▸ **TEXT SEGMENT**
Most Australians underestimate the importance of social norms simply because they assume that they must exist in any society. But in the absence of social order, leadership and authority, societies cannot prosper.
As a prerequisite to accessing the opportunities of the real economy in Cape York, social order needs to be restored – a basic, stable, functioning base must be established as a platform for building opportunity.
(ii) A generous investment in capabilities supports
On top of the foundation of social norms, we need to build the capabilities of Cape York people so that they are in a position to exercise meaningful choices.
To combat the lack of capabilities in Indigenous communities, policy has traditionally targeted the most obvious source of incapability, namely the lack of income. This has been done primarily by providing welfare payments to those individuals who are unable to work or find employment.
However, over time, as material conditions have improved to some extent in remote Cape Indigenous communities, wellbeing has actually declined.
The capabilities framework provides an explanation of this apparent paradox. First, as Sen notes, poverty needs to be understood to be a broader issue than simply lack of income. It is more fundamentally a lack of opportunity to exercise meaningful life choices. Under these circumstances, an approach that relies primarily on redressing the lack of income will never be wholly successful, if other constraints on opportunities remain unchanged.
Second, passivity is itself a negative capability, which undermines other positive capabilities. Thus all external interventions that have reinforced passivity, almost regardless of their direct material impact, have ultimately been damaging to the overall set of capabilities in Cape communities.
The solution to this issue is clearly not to cut support for capabilities, but instead redesign it in a way that does not reinforce passivity. We have been doing considerable work on this issue in Cape York, for example, looking to pilot innovative methods of service delivery in education and health that devolve real responsibility to the community level.

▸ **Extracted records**
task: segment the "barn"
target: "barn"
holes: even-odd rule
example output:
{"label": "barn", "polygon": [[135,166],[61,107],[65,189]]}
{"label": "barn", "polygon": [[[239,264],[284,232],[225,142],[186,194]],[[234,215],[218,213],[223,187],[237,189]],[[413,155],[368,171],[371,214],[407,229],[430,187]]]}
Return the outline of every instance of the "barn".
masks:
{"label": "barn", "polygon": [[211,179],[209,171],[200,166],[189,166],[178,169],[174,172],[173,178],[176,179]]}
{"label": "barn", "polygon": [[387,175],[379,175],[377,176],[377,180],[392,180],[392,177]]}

▸ **ACTIONS TO TAKE**
1. Please translate this sentence from the Cape York policy text into Spanish: "However, over time, as material conditions have improved to some extent in remote Cape Indigenous communities, wellbeing has actually declined."
2. Rewrite the Cape York policy text from "Second, passivity is" up to and including "in Cape communities.", swapping "passivity" for "dependency".
3. In the Cape York policy text, what does the text say societies cannot prosper without?

▸ **ANSWERS TO THE PROBLEMS**
1. Sin embargo, con el tiempo, a medida que las condiciones materiales han mejorado en cierta medida en las comunidades indígenas remotas del Cabo, el bienestar en realidad ha disminuido.

2.
Second, dependency is itself a negative capability, which undermines other positive capabilities. Thus all external interventions that have reinforced dependency, almost regardless of their direct material impact, have ultimately been damaging to the overall set of capabilities in Cape communities.

3.
- social order
- leadership
- authority